=== Data extract ===
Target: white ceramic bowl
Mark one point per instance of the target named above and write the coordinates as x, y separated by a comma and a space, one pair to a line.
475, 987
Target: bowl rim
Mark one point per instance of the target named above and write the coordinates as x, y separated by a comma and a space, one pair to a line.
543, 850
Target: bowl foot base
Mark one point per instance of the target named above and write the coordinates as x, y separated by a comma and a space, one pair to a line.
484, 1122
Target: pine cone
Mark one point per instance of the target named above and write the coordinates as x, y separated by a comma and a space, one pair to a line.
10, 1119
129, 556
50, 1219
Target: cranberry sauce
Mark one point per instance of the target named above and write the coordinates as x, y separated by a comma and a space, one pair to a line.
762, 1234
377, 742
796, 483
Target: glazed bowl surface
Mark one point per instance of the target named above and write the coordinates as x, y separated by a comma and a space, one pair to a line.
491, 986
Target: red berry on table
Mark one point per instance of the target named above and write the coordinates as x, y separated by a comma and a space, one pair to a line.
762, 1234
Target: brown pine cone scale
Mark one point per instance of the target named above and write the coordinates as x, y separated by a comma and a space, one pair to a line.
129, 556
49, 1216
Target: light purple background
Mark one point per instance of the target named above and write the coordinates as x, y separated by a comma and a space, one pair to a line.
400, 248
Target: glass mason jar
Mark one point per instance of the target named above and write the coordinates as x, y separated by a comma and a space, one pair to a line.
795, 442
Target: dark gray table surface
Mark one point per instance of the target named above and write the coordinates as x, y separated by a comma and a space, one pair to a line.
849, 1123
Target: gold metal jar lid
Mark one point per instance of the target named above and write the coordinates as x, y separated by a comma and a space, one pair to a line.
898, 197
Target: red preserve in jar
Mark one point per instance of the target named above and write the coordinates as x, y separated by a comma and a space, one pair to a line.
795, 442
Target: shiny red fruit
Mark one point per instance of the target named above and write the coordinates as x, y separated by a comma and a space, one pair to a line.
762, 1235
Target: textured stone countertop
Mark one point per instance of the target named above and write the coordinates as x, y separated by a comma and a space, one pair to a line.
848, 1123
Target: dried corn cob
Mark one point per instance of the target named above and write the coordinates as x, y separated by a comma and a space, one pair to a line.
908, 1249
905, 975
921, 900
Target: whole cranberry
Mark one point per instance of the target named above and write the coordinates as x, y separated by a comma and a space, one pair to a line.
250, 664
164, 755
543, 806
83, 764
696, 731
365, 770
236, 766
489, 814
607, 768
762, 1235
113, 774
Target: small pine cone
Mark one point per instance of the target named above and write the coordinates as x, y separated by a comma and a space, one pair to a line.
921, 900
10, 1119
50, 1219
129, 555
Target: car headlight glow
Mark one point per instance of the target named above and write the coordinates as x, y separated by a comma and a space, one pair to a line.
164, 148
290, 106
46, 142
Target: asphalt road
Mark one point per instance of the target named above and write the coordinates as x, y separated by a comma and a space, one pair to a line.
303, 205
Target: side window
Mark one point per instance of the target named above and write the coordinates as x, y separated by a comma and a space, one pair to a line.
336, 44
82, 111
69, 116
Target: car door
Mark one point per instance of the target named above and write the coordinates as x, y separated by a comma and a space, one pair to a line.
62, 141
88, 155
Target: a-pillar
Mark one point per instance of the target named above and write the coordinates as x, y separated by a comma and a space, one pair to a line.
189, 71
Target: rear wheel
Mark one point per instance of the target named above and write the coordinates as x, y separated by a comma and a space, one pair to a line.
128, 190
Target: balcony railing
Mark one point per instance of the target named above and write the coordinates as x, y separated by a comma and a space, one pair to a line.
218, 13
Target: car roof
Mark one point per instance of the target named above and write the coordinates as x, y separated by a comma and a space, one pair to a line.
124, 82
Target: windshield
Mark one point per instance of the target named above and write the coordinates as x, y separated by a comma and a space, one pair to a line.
===
## Task statement:
Print all of the material above again, word for word, without changing or leaving out any line.

## Reply:
Target: white ceramic bowl
Mark one point per instance of the target named above and write the coordinates as x, y separated by a comma and a space, one pair to a line.
475, 987
Target: bowl rim
Mark one point per instance of the target named above and write the coordinates as x, y separated by a comma and a space, one pair to a line.
543, 850
Target: bowl foot base
Mark one point per instance of the target named above and write the coordinates as x, y separated by a comma and a space, one pair to a line.
484, 1122
Target: pine cone
Mark one point per instance of the target named above and write the coordinates as x, y separated by a comma and a space, one pair to a line.
10, 1119
129, 556
50, 1219
Target: cranberry sauce
Mark one point per instance of the target named above and write the coordinates as x, y separated by a comma and a space, one pair to a line.
762, 1234
377, 742
796, 483
Target: glazed bowl surface
Mark one point per instance of the target named above and write the coordinates as x, y separated by a comma and a space, one pair to a line.
491, 986
Target: red berry on table
Mark one point per instance of the target named above and write the coordinates as x, y separated by a comma and a space, one pair to a line.
762, 1234
Target: brown pine cone scale
Mark one point per instance of the target named above and write the coordinates as x, y separated by a comma and a space, one pair to a line.
129, 556
49, 1216
Target: light purple background
Mark one point per instance of the target named above and write the coordinates as x, y separated by a comma and a space, one pair to a line.
400, 248
Target: glass mason jar
Mark one point per instance of the target named above and write the coordinates as x, y separated by a comma and a space, one pair to a line.
795, 442
Target: dark gray table surface
Mark one point per instance of the target named above and write the coordinates as x, y separated by a comma and a space, one pair to a line.
849, 1123
Target: gold metal jar lid
Mark one point per instance of the target named above and write the coordinates as x, y separated by a comma and a space, one pair to a line.
898, 197
Target: red preserve in jar
Mark one point per instance of the target named above and write the coordinates as x, y separated by a comma and a space, one pair to a line.
795, 442
Target: shiny red fruit
Mark one point per instance of the target named above and write the coordinates as x, y separated by a comma and a space, one pair to a line.
762, 1235
Target: textured stone countertop
Mark one point per instance of the target named above and write the coordinates as x, y separated by a comma and a space, one pair to a line.
848, 1123
Target: dried corn cob
Mark one point per instance of the target named above and write the coordinates as x, y separated by a comma and a space, one pair to a line.
908, 1249
905, 975
921, 900
Target: whole cranberry
Mark one point per instance of the target named above and write the coordinates as x, y separated by a comma and a space, one pair to a line.
250, 664
164, 755
543, 806
83, 764
696, 731
365, 770
236, 766
489, 814
607, 768
762, 1235
113, 774
Target: small pine cone
Mark one point per instance of the target named above and write the coordinates as x, y separated by a comma and a space, one pair to a line.
921, 900
10, 1119
50, 1219
129, 555
Target: car headlight glow
Mark one point per instance of the target named above and write the coordinates as x, y separated by a comma and a space, one pair to a line.
164, 148
290, 106
46, 142
Target: asphalt road
Mark one point per instance of the target named above and write the coordinates as x, y separated by a comma and a space, one pair to a line.
303, 205
Target: side window
Mark one point per instance of the target named above and write the coordinates as x, y separated by a comma and a space, one pair to a line.
336, 44
82, 111
69, 116
Target: car door
Mark one point per instance of the target named above and write the coordinates as x, y separated by a comma and a space, one pair to a line.
62, 141
88, 155
Target: a-pillar
Mark one point per instance of the target named above and write the coordinates as x, y separated by a comma and a space, one pair to a line.
189, 71
Target: rear wheel
Mark one point per instance of the target named above and write the coordinates as x, y separated by a comma and a space, one pair to a line.
128, 190
Target: balcony railing
Mark one point per instance of the target named above and write the coordinates as x, y separated by a comma and a space, one pair to a line.
218, 13
Target: car roof
Mark one point per instance of the target named above and write the coordinates as x, y separated by a comma and a space, one pair to a line.
124, 82
Target: windshield
Mark one point per instance of the target named above and write the coordinates as x, y separated by a comma and a space, one pair to a line.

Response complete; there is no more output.